(Given data)
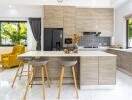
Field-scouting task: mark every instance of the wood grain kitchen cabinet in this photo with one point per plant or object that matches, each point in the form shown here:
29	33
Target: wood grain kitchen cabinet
89	71
107	70
95	20
118	53
69	20
53	16
125	60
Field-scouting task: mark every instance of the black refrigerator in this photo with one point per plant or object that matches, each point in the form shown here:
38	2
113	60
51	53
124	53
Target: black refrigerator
53	39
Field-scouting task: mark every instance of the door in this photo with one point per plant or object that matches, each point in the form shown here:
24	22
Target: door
57	39
47	39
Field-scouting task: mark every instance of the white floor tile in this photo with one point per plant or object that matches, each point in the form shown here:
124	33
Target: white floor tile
122	91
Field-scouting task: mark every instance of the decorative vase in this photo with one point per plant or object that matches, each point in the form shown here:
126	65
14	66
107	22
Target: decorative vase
75	47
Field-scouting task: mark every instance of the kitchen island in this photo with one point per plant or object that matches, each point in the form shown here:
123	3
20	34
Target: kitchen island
95	68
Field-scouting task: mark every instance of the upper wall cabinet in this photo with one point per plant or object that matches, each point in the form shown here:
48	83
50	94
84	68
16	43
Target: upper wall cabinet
53	16
95	20
69	20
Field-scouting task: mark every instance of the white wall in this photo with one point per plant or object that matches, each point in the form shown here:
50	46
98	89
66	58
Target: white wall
120	23
21	13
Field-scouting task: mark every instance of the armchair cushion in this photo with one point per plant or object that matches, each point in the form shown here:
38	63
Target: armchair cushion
10	59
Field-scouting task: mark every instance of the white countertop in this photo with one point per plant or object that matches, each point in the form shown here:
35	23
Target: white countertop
62	54
125	50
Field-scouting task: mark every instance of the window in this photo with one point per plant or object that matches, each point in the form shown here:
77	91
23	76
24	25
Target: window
129	33
13	32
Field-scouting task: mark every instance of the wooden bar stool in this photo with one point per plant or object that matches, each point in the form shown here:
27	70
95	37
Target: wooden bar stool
43	67
21	67
63	65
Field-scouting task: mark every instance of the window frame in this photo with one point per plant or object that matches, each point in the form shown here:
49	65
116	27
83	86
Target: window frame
8	21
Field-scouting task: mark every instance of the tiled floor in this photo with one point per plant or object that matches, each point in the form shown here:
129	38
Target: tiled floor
122	91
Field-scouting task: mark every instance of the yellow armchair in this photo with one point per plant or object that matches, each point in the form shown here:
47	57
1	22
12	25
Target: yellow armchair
10	59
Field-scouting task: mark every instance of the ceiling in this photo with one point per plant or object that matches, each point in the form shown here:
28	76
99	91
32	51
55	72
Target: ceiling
82	3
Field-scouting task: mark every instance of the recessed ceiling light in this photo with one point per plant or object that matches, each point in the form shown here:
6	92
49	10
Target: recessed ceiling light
60	1
10	6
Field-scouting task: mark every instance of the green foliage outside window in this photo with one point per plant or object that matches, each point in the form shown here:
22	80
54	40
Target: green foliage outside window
13	33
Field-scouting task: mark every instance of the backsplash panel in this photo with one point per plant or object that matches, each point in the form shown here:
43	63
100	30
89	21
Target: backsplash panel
94	41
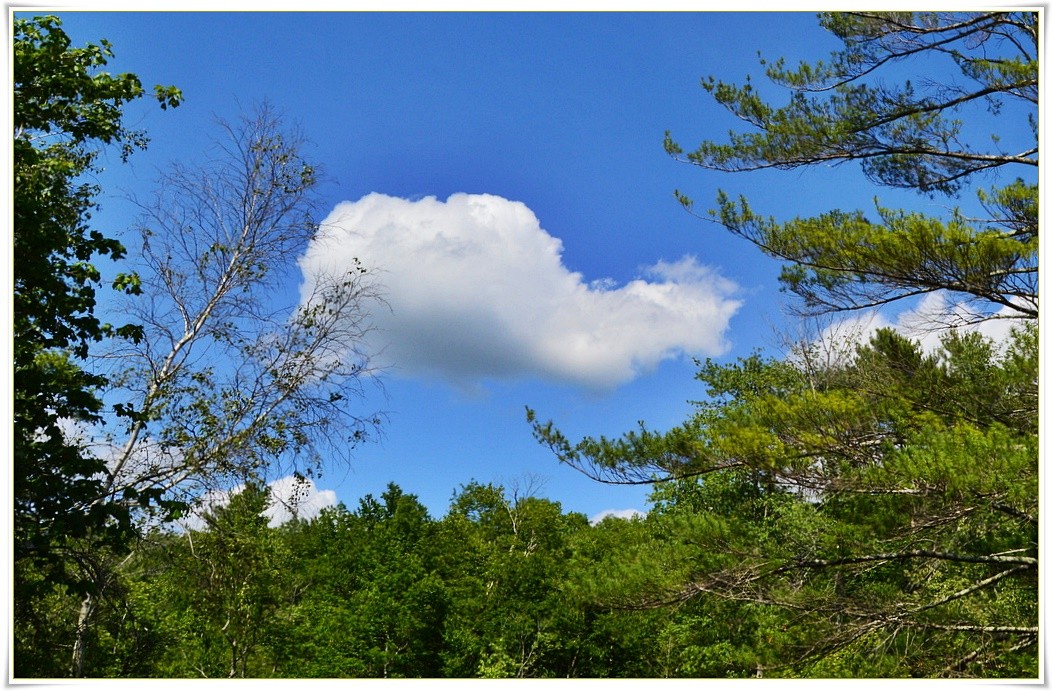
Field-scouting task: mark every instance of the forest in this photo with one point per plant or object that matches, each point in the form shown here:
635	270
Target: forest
850	509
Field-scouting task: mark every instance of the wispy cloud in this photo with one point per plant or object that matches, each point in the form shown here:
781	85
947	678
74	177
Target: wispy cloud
626	514
289	496
478	289
926	322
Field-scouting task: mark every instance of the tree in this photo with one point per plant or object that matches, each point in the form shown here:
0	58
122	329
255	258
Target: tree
915	136
885	496
65	112
223	386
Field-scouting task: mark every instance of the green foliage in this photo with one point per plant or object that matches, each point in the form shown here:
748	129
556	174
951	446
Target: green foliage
65	109
879	516
912	137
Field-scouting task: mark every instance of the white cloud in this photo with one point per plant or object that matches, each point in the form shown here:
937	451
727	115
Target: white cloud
626	514
288	496
479	289
927	323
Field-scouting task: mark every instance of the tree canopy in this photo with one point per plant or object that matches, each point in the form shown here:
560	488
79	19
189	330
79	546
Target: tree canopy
881	496
65	112
951	79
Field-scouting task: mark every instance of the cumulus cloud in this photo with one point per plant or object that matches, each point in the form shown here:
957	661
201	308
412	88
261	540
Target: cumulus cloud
289	496
626	514
478	289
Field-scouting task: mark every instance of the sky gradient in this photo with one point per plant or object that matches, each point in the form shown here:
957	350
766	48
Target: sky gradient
504	176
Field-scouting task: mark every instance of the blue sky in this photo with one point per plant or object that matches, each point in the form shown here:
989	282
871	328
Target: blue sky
505	174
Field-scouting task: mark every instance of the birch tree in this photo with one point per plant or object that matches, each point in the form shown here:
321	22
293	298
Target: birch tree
236	379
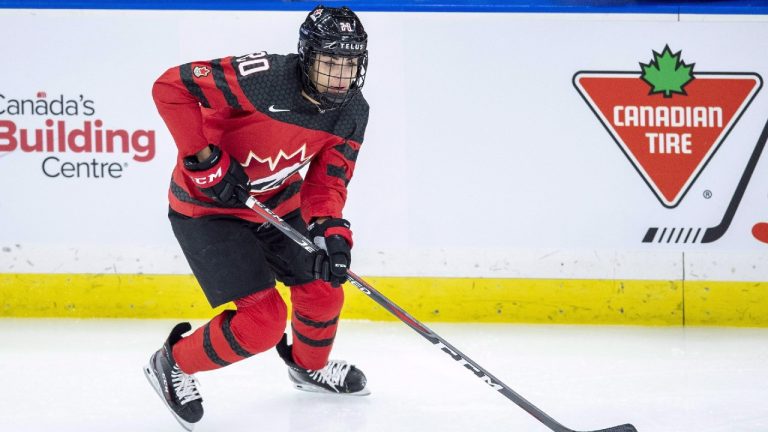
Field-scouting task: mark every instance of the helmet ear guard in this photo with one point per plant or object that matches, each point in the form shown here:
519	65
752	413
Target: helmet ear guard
333	56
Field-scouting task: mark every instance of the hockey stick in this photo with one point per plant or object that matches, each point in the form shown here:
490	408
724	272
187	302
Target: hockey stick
420	328
714	233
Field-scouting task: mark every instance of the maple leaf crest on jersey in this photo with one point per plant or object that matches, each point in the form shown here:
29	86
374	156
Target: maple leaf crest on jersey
230	108
281	168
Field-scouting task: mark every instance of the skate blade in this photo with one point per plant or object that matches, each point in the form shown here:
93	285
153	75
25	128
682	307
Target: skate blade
153	381
315	389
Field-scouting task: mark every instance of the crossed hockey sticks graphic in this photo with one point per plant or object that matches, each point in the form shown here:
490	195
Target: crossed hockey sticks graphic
420	328
675	235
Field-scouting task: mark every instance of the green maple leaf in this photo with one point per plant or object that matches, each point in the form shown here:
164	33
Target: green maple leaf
667	73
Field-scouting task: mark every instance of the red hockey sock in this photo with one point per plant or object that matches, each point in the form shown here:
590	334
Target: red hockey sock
316	307
256	326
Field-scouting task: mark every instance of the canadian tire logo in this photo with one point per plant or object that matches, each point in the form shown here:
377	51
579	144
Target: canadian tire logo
669	121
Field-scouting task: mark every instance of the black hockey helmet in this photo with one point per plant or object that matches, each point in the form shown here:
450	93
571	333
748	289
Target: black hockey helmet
333	53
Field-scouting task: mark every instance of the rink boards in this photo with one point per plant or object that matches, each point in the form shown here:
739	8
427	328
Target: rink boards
546	301
518	167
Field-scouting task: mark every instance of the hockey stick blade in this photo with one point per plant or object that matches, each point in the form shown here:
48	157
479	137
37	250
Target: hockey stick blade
623	428
417	326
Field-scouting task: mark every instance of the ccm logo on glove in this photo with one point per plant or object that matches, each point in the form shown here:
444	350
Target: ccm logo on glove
219	176
334	237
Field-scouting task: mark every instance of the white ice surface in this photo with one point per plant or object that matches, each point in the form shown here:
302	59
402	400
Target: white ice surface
85	375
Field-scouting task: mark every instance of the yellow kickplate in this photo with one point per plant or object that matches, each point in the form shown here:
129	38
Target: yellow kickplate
634	302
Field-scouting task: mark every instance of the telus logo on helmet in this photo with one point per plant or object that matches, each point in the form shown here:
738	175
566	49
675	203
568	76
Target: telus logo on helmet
669	123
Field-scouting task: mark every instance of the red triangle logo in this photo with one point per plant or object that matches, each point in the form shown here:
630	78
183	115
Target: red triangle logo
669	140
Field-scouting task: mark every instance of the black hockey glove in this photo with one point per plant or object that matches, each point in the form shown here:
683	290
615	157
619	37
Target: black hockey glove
334	237
218	177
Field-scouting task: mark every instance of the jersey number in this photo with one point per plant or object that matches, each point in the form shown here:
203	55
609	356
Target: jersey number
253	63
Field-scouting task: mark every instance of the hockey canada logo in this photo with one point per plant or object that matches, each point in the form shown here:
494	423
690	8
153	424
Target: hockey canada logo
669	122
201	71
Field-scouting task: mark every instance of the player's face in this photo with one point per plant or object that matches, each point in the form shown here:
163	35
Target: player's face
333	74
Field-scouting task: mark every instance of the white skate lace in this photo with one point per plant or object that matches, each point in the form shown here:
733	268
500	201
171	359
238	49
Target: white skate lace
185	386
333	374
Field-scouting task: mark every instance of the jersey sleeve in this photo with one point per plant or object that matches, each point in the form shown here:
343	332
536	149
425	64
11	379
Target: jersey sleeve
324	191
182	91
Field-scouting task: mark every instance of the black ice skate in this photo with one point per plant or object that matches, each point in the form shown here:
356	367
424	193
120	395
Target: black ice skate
177	389
337	377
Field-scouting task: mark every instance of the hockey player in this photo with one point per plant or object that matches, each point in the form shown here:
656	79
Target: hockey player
247	125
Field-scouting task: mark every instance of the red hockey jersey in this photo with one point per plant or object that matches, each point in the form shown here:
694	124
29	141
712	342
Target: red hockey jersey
252	107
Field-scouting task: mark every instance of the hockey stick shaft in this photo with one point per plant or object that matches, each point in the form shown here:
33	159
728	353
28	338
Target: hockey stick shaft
413	323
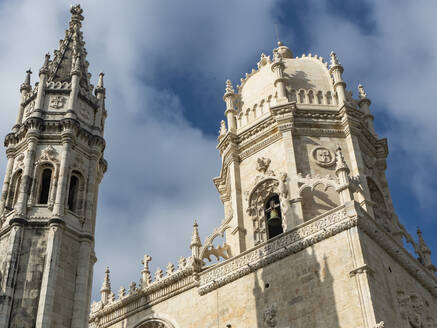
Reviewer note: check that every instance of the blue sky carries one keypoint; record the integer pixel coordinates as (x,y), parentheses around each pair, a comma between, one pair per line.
(166,63)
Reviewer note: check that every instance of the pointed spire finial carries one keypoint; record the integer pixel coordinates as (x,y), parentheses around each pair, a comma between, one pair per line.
(195,240)
(76,15)
(229,89)
(45,67)
(76,66)
(334,59)
(361,92)
(340,163)
(26,84)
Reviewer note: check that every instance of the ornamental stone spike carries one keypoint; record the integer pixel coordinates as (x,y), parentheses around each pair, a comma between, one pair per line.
(146,277)
(106,287)
(26,84)
(195,241)
(334,59)
(424,251)
(362,94)
(342,172)
(336,71)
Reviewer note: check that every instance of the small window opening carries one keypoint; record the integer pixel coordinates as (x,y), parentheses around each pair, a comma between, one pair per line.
(16,190)
(72,193)
(274,217)
(46,178)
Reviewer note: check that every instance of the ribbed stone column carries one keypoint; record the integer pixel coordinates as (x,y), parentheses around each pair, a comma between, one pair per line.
(47,293)
(10,269)
(6,181)
(20,206)
(58,208)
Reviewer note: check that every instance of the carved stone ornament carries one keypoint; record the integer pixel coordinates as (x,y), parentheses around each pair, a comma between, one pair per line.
(57,102)
(29,108)
(414,311)
(269,316)
(262,164)
(49,154)
(323,156)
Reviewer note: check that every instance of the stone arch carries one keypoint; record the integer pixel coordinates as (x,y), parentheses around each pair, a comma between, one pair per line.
(End Given data)
Aim of the exercise: Write out nothing but the lines from the start of the data through the line with "Field-scouting task: mark every instance of the upper". Leave out the pictures.

Reply:
Field-scouting task: mark every instance of the wood grain kitchen cabinet in this photo with one point per plant or object that matches, each point in the form shown here:
29	33
Target: wood grain kitchen cabinet
89	71
107	70
95	20
118	53
69	20
53	16
125	60
Field-scouting task: mark every instance of the black refrigerator in this photo with one point per plant or object that matches, each point in the form shown here:
38	2
113	60
51	53
124	53
Target: black refrigerator
53	39
Field-scouting task: mark every instance of the door in this photo with one point per plant or object that matches, each point in the form shown here:
24	22
Target: door
57	39
47	39
Field-scouting task: mark every instance of the white floor tile in this photo with one point per plant or object that matches, each point in the form shown here:
124	33
Target: white floor tile
122	91
Field-scouting task: mark every instance of the decorative vase in this photo with one point per plant or object that matches, each point in the form shown here:
126	65
14	66
107	22
Target: decorative vase
75	47
Field-scouting task: mark every instance of the kitchen island in this photo with one point per plant or object that matches, each point in the form shown here:
123	3
20	34
Target: kitchen island
95	68
Field-scouting task: mark every instance of the upper wall cabinet in this photo with one point per plant or object that matches, each point in the form shown here:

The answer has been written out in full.